## Instructions for the task
Copy the material word for word, from its first line through the line that contains "[[740, 579], [805, 590]]", with both end lines included.

Record excerpts start

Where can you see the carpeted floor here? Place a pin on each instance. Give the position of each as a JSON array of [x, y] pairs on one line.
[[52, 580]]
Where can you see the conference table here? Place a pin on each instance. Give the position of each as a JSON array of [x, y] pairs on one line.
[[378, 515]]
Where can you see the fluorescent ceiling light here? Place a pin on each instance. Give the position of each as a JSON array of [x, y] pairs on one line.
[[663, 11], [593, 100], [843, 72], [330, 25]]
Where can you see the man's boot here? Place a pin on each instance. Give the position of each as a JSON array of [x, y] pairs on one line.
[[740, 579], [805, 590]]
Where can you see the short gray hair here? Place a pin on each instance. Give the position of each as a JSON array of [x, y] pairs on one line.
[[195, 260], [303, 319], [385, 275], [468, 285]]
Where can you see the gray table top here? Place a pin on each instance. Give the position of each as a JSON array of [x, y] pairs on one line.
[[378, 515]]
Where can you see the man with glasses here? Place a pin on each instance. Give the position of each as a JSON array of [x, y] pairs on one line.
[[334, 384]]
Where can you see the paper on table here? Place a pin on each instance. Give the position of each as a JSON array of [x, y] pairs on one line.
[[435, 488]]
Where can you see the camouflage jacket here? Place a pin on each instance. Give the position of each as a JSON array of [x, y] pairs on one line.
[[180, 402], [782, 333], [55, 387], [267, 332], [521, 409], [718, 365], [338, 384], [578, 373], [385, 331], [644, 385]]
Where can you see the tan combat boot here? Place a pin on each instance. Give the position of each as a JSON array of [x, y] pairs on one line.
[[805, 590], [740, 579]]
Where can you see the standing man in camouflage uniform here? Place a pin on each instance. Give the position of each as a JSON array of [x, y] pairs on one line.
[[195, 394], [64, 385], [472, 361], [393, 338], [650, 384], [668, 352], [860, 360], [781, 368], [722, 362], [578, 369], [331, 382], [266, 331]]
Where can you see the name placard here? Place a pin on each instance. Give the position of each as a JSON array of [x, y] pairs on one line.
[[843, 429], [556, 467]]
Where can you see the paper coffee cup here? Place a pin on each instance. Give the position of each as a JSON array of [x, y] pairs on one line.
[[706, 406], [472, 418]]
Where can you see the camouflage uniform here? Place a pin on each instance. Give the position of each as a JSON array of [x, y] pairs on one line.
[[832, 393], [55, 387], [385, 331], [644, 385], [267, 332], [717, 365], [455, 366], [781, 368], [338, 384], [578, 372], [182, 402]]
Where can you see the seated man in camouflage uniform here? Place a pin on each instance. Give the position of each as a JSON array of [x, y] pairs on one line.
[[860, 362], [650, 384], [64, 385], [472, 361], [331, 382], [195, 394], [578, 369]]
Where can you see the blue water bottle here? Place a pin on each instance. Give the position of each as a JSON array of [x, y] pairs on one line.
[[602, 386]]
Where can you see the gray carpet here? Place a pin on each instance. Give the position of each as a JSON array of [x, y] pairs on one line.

Record excerpts end

## Result of this task
Where can you see the carpeted floor here? Place a pin on each instance. Give the position of each as a JSON array of [x, y] pairs on one line.
[[52, 580]]
Where can you see the conference table here? Place a pin on each instance. Give the position of each as a JSON array of [x, y] pairs on one line.
[[378, 515]]
Where can you see the fluorescent ceiling light here? Place a pin on each instance. Give the position of each as a JSON array of [x, y] pairs on one line.
[[663, 11], [593, 100], [843, 72], [330, 25]]
Where can you see the man's boot here? Place a pin on each instance. Give the position of each as a JSON array of [x, y] pairs on one line.
[[740, 579], [805, 590]]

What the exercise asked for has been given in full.